### Selected excerpt
========================================

My wife works for a eye doctor or at least till 5:00pm today when she retires after 25 years. She put me in the no line progressives when they first came out many years ago and I would not wear anything else. Only problem I have found is if I am trying to look at a fuse box under the dash and turn my head sideways I can not read the labels. Wierd but true.


----------



## Koru (Sep 25, 2006)

kayakcaptain said:


> My wife works for a eye doctor or at least till 5:00pm today when she retires after 25 years. She put me in the no line progressives when they first came out many years ago and I would not wear anything else. Only problem I have found is if I am trying to look at a fuse box under the dash and turn my head sideways I can not read the labels. Wierd but true.


are they in English?

sorry, but i couldn't help that.  i don't tend to do too much sideways reading --- well, not that i'm aware of at least. time will tell 

congratulations on your wife's retirement 

rosesm


----------



## Pocketfisherman (May 30, 2005)

kayakcaptain said:


> My wife works for a eye doctor or at least till 5:00pm today when she retires after 25 years. She put me in the no line progressives when they first came out many years ago and I would not wear anything else. Only problem I have found is if I am trying to look at a fuse box under the dash and turn my head sideways I can not read the labels. Wierd but true.


I've noticed that too. The close reading lens is narrow and in the center only. You have to move your head versus your eyes to read a newspaper for instance to keep the "read" section in the center of the lens. Easy to get used to though. Now I only get motion sickness when I go back to my single vision reading glasses.


----------



## RustyBrown (May 29, 2004)

So all the photography people here have defective vision (including me)? Wow, I'm going to have to soften my critiques a bit. 

I have the seamless bifocals as well. I hate to us them when I shoot. Even on the nice screen the D300 has its nearly impossible for me to tell if a shot is a little soft. I also have knocked over a tea glass or two do to the maginfication factor when I look through the bottom of them.


----------



## richg99 (Aug 21, 2004)

I never wear my glasses when I shoot. I've adjusted the diopter to fit my uncorrected "natural" vision. 

Hmmm ..that might be another reason why I rarely look at the LCD after shooting anything..I'd have to put my glasses on to see it! regards, Rich


----------



## Koru (Sep 25, 2006)

guess what arrived today. i haven't walked into anything or tipped anything over, yet. but then i've stayed safely sitting most of the time. 

i've only had them on a few hours but already realise that i can't just flick my eyes to the left or right to look at something without moving my whole head.

i've only tripped over the tripod leg once and have managed to have two cups of tea. 

rosesm


----------



## richg99 (Aug 21, 2004)

Good Luck...Just think...millions of people adapt to them...so will you ( I hope ) ...regards, rich


----------



## Pocketfisherman (May 30, 2005)

It's kind of hard to stick with them the first few days, but it will pay off. You will get used to those new glasses in a week or so, and then wonder how you did without them.


----------



## Koru (Sep 25, 2006)

well i wore them for most of yesterday and didn't fall over once - wore them whilst driving too and that was okay. but this morning, i cooked breakfast for my husband and suffice it to say i need a little more practice. hmm. reading is kinda tricky too, i can't get that quite right yet but i aint givin' up 

i do like how much clearer the monitor on my camera is. it's bliss to look at that now - so i know reading will improve, just gotta train the eyes.  (and get my tummy used to the whacky movement that seems to go with the computer/reading areas  ).

========================================

### Data listing
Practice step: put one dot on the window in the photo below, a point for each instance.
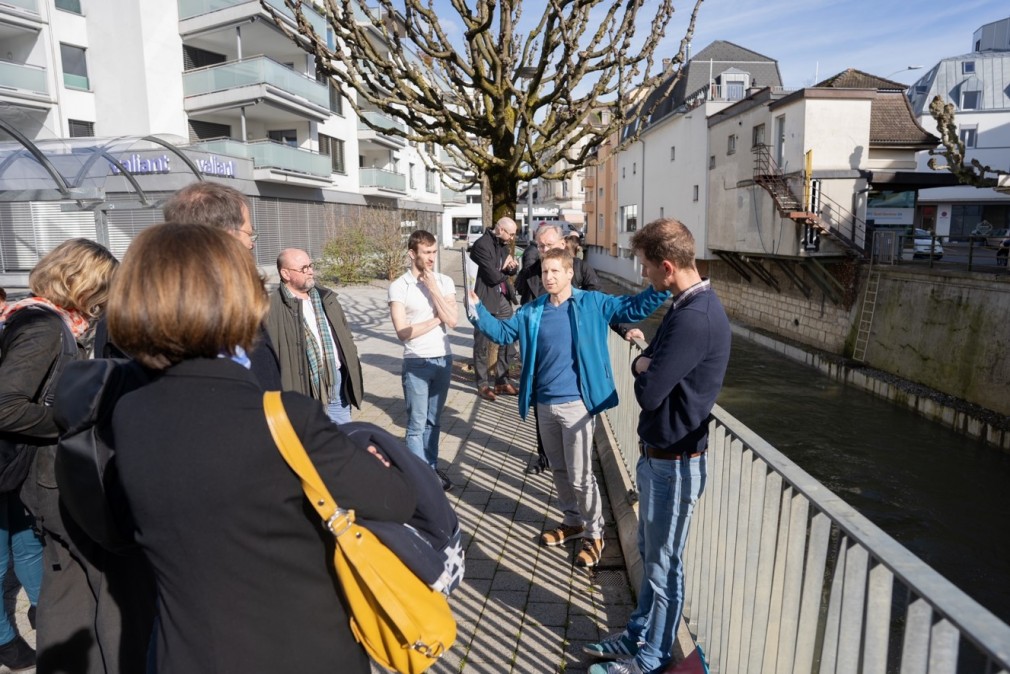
(734, 91)
(81, 129)
(335, 100)
(70, 6)
(969, 135)
(629, 217)
(333, 148)
(75, 67)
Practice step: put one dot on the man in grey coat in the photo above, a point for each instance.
(308, 328)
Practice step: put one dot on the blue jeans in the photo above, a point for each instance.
(17, 538)
(668, 492)
(425, 388)
(338, 409)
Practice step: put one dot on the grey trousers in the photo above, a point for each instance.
(567, 430)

========================================

### Exercise requirements
(1) Retype the passage of the progressive lenses thread from "i've only had" to "cups of tea.".
(2) Name each username that appears in a post header in the progressive lenses thread, listing each one only once.

### Exercise answers
(1)
i've only had them on a few hours but already realise that i can't just flick my eyes to the left or right to look at something without moving my whole head.

i've only tripped over the tripod leg once and have managed to have two cups of tea.

(2)
Koru
Pocketfisherman
RustyBrown
richg99